-- Record extracts follows --

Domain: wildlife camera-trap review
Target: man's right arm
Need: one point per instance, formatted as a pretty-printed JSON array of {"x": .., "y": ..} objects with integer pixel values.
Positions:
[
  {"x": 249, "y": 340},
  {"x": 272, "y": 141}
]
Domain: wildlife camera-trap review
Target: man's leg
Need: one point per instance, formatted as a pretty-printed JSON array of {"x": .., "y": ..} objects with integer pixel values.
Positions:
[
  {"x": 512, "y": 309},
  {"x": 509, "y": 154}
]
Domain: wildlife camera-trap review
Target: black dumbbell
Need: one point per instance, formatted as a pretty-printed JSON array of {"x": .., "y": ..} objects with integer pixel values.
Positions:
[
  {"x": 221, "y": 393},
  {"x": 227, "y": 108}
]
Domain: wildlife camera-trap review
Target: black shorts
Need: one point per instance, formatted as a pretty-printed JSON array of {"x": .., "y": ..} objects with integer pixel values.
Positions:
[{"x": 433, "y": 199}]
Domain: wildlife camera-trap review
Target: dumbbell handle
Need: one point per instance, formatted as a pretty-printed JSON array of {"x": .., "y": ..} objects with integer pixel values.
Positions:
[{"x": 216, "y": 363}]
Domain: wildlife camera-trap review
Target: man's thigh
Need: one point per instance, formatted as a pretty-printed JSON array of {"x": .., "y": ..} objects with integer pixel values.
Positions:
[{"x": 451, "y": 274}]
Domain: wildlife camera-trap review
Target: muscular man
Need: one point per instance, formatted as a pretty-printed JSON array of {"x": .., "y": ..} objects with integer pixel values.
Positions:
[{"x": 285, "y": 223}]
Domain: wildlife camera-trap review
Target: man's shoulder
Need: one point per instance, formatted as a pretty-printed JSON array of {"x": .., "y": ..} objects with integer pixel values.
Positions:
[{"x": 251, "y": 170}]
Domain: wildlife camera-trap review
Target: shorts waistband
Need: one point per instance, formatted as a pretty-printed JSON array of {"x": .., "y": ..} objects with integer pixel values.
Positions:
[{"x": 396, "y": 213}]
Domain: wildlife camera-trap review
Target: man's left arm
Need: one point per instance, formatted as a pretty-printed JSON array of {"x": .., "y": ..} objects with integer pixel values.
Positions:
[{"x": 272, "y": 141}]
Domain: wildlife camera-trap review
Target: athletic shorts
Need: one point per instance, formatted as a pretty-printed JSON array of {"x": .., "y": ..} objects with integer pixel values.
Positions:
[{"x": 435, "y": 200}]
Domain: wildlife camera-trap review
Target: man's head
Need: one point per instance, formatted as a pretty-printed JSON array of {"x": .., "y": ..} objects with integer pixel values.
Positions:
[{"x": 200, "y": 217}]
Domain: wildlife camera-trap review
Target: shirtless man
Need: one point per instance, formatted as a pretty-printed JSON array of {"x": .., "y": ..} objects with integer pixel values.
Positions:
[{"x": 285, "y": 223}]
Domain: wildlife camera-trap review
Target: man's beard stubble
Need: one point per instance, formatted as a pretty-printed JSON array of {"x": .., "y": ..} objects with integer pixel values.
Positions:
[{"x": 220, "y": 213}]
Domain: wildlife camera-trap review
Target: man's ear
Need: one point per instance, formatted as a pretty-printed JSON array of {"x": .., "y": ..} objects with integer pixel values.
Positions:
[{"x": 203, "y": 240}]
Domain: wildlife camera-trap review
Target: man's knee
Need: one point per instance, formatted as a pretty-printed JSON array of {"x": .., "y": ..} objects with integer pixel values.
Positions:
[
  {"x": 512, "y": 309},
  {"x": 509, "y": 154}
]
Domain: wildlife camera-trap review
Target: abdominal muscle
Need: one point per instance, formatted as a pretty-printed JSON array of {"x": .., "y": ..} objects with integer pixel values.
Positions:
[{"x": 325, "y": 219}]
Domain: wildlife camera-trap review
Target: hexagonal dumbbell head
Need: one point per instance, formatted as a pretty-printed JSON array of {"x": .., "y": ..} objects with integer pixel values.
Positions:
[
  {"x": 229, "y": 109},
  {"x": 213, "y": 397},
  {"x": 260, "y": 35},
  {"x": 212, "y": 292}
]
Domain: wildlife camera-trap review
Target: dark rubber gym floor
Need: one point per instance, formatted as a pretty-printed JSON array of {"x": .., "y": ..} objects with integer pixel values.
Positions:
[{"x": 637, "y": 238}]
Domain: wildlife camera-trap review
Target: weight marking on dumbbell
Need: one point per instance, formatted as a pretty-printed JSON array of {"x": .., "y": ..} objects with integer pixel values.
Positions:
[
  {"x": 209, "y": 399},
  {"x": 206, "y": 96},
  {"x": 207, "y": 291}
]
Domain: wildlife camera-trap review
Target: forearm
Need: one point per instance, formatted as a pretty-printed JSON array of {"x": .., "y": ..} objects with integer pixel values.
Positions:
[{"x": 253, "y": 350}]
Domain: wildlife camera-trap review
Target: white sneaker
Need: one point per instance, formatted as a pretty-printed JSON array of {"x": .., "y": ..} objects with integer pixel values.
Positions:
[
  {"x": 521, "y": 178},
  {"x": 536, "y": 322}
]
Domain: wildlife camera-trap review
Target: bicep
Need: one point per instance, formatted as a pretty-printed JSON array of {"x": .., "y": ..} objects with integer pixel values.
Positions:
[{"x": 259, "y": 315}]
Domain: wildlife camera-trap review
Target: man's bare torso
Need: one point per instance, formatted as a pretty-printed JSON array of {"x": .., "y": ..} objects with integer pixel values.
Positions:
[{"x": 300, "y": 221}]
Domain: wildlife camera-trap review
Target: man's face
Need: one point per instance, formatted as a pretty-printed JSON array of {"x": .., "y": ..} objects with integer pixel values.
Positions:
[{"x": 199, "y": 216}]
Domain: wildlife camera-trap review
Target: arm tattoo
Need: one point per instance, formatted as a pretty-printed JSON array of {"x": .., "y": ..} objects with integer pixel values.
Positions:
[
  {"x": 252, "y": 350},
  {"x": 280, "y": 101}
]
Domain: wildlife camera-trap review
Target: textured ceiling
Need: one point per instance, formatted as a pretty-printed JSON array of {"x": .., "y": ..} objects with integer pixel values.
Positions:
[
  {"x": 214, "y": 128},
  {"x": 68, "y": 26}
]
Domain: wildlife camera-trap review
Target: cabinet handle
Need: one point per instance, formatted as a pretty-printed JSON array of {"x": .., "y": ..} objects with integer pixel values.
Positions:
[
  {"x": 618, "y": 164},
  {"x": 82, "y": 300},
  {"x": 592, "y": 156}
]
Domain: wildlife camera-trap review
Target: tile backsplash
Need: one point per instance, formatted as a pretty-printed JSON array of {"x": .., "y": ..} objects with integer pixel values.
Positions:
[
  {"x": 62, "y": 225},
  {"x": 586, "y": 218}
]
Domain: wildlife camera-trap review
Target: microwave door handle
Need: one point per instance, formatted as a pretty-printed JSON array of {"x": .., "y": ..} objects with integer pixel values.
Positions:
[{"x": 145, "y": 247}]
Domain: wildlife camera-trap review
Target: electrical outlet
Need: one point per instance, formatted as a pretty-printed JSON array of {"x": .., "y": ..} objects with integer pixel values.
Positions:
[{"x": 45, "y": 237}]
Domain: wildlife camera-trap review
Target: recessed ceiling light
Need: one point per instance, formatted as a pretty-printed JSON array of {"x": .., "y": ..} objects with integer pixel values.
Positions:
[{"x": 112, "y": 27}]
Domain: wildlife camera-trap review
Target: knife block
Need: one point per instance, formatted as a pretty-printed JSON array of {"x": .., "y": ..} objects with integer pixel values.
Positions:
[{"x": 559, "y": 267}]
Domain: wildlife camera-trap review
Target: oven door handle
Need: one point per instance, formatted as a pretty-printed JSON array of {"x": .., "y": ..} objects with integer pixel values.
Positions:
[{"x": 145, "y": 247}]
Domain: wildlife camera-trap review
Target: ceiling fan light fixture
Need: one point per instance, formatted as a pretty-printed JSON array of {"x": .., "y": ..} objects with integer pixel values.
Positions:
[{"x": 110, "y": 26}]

-- Record extracts concluded --

Exactly the lines from the one containing "Target: ceiling fan light fixture" through the end of the records should be reproduced, and no others.

Your solution ▸
Target: ceiling fan light fixture
Need: one point per instance, formatted as a pretty-printed JSON array of {"x": .., "y": ..} objects with integer pixel values.
Positions:
[{"x": 110, "y": 26}]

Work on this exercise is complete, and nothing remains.